Verilen Metin >>

14 Ağustos 2010 Cumartesi

Demokratik Özerklik


Kapitalist modernite kendini sürdüremezlik pozisyonundan, ancak insanlık ve toplumun değerlerini araçsallaştırarak kendini kurtarabilmektedir.
Kapitalist modernite kendini sürdüremezlik pozisyonundan, ancak insanlık ve toplumun değerlerini araçsallaştırarak kendini kurtarabilmektedir. Buna karşılık toplumsallıkta, toplumsallaşmada ısrarcı olan toplumlar kendileri ile değerlerini nasıl korumalıdırlar? Bu değerlere sahip çıkma araçları neler olmalıdır? Kadın Ana’nın yarattığı toplumsallığın yarattığı değerlerine tecavüz anlamına gelen bu kullanım biçimi nasıl aşılmalıdır? Kadının çocuk üretim makinesi haline getirilerek, erkeğin üretim aracı haline getirilerek işçileştirilmesi nasıl aşılacaktır? ”Kendinden verme” ahlaklılığı yerine,’hep kendine alma’ ahlaksızlığı nasıl tersine dönüştürülüp öze, özgür yaşam bilincine ulaşılacaktır?
Bilindiği gibi Önderlik KCK sistemini, kofederalizmi dört ayak üzerinden tanımladı; Kent meclisleri, akademiler, demokratik toplum kongresi ve kooperatifler yani ekonomik yapılanmalar. Temel toplumsal yapılanmaların gerçekleşmesi bu dört ayağın örgütlenmesinden geçmektedir. Bu toplumsal bileşenler kendi içinde kendi yapısal işlevlerini oturtmalıdırlar. Bu konular daha ayrıntılı açımlamayı gerektirdiğinden içeriğine fazla girmiyoruz. Fakat demokratik özerkliğin, konfederal sistemin günümüz siyasal, toplumsal ve kapitalist modernitenin içinde bulunduğu krizli aşamasında halkların bir çözüm modeli olarak kabul edilmesi önemlidir.                   
Demokrasi, en genel ifade ile halkın kendi kendisini yönetmesidir. Kendi kendini yönetme, öz karar organları ve öz karar gücü temelinde kendi iradi bağımsızlığını koruma amaçlıdır. Günümüz ulus devletli toplumlar ile kendi kendini yönetme iradesini oluşturan halklar, topluluklar arasındaki soruna çözüm ise demokratik özerkliktir. Devlet, demokrasi karşıtlığıdır. Yoksa devlet olamaz. Demokrasi de devletin karşısında, devletsizliktir. Devletler iktidarlarını anayasalarıyla, askeri ordu güçleriyle, üst toplum parlamento örgütlenmeleri ile kendilerini meşrulaştırırlar. Bugünkü dünya gerçekliğine bakıldığında devletle ilişkilenme işi devletli topluma bulaşmamış kültür, dil, topluluk ve cins söz konusu değildir. Bu iç içe geçmişlik durumundan kurtulmanın çözümü olarak, özerklik en geçerli çözüm olmaktadır.

(Nokta etiketleme örnekleri)
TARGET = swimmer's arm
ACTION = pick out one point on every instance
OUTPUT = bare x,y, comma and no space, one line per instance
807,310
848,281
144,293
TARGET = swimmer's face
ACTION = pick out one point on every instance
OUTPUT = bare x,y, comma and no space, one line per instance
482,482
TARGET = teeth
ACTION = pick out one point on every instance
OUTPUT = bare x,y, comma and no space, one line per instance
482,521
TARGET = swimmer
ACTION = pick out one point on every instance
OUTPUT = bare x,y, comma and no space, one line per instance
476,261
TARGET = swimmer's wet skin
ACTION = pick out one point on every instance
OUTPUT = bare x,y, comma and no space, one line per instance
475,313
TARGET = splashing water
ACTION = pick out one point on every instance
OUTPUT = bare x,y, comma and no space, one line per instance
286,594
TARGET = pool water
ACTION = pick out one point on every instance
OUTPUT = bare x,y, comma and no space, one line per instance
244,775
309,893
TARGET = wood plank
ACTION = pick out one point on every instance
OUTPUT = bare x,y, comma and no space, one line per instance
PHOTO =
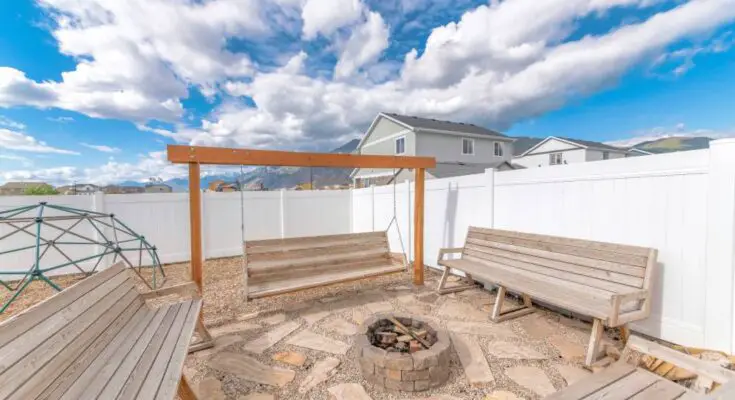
541,290
97,353
565,276
662,389
610,256
681,360
33,338
131,372
179,154
593,383
418,227
96,376
607,246
566,258
324,259
41,366
166,369
554,265
281,287
271,337
473,360
195,224
20,323
627,387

Verilen Alıştırma >>
Demokratik özerklik metninden "Bilindiği gibi Önderlik" sözleriyle başlayıp "kabul edilmesi önemlidir." sözleriyle biten kısmı hiç değiştirmeden tekrarla.

Eksiksiz Çıktı >>
Bilindiği gibi Önderlik KCK sistemini, kofederalizmi dört ayak üzerinden tanımladı; Kent meclisleri, akademiler, demokratik toplum kongresi ve kooperatifler yani ekonomik yapılanmalar. Temel toplumsal yapılanmaların gerçekleşmesi bu dört ayağın örgütlenmesinden geçmektedir. Bu toplumsal bileşenler kendi içinde kendi yapısal işlevlerini oturtmalıdırlar. Bu konular daha ayrıntılı açımlamayı gerektirdiğinden içeriğine fazla girmiyoruz. Fakat demokratik özerkliğin, konfederal sistemin günümüz siyasal, toplumsal ve kapitalist modernitenin içinde bulunduğu krizli aşamasında halkların bir çözüm modeli olarak kabul edilmesi önemlidir.